* _DIRECTIONS FOR THIS TASK_
All records are to be printed exactly as they appear.

[Start of section]

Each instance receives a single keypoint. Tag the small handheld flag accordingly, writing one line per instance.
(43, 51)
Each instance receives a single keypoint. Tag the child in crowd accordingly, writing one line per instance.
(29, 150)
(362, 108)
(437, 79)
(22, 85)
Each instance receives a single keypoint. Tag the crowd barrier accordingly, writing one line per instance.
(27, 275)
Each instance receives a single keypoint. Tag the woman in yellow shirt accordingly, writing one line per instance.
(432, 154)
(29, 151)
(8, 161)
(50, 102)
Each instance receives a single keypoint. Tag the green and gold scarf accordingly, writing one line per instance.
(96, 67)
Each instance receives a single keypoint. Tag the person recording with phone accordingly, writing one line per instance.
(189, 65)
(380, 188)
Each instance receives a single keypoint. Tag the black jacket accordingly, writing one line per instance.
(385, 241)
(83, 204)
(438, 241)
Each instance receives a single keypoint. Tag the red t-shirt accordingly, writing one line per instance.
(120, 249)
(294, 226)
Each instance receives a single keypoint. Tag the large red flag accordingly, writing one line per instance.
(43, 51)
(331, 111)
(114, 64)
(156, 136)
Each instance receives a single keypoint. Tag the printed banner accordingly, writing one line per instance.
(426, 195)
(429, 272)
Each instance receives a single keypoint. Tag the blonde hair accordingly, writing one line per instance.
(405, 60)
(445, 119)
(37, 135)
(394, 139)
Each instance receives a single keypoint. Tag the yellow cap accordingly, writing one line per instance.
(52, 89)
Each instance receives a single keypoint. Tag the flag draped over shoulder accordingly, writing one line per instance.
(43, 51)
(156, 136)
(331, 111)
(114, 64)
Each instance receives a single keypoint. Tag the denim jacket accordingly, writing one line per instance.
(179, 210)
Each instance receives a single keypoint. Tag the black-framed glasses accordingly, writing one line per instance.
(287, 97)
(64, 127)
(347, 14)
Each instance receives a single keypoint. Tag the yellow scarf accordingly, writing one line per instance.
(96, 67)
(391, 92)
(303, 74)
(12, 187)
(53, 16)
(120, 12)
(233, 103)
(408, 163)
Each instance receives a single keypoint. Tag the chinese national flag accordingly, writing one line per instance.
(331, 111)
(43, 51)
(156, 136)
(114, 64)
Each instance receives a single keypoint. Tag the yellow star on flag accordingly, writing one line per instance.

[End of section]

* _RESULT FOR THIS TASK_
Each instance receives a single keypoint. Tag the small handheld flag accordingly, writing one line per instance.
(43, 51)
Each instance receives a single keypoint. Tag the child in crowd accordingly, writing one line per instance.
(29, 150)
(362, 108)
(437, 79)
(22, 85)
Each instance receives a single keypoint. Tag the crowd barrier accordingly, writing one line per instance.
(27, 275)
Each instance receives a single keypoint. Tag the woman in yellow shirt accordingly, writing one line per instance.
(432, 154)
(29, 151)
(8, 161)
(50, 102)
Each instance receives a single keypoint. Tag the green and gold scarf accordingly, writing one line per instance.
(96, 67)
Each instance receives a single keypoint. Tag the person recording with phone accordingly, writing one line per instance.
(189, 65)
(380, 188)
Each instance receives a single keypoint. Tag the black jacket accordingly, writing one line per instance.
(385, 241)
(83, 204)
(438, 241)
Each instance receives a single keypoint. Tag the red t-shirt accordingly, writing one line per instance.
(120, 249)
(294, 226)
Each instance receives a single keypoint. Tag the large red flag accordingly, writing one line per instance.
(43, 51)
(331, 111)
(114, 64)
(156, 136)
Each instance receives a single keypoint. Tag the printed banner accordingly, writing one line per instance.
(426, 195)
(429, 272)
Each instance receives a single keypoint. Tag the blonde hair accordingly, writing one line per instance.
(405, 60)
(445, 119)
(37, 135)
(394, 139)
Each instance receives a single keypoint. Tag the yellow cap accordingly, writing one line per instance.
(52, 89)
Each instance receives a single keypoint. Tag the flag draped over shoulder accordingly, writing one line per instance.
(43, 51)
(156, 136)
(331, 111)
(114, 64)
Each instance receives a single keypoint. Tag the denim jacket accordingly, writing one line per instance.
(179, 210)
Each instance receives a single keypoint. Tag the black-framed glasses accordingly, writing one line per instance.
(287, 97)
(64, 127)
(347, 14)
Each instance receives a single keypoint. Tag the yellow scarf accordingly, writing one line per instance.
(96, 67)
(391, 92)
(303, 74)
(12, 187)
(53, 16)
(120, 12)
(233, 103)
(408, 163)
Each instance receives a single keypoint. Tag the chinese national flag accordingly, writing one line per instance.
(331, 111)
(43, 51)
(156, 136)
(114, 64)
Each instance receives a single keypoint. Tag the yellow star on flag accordingly, writing one line per instance.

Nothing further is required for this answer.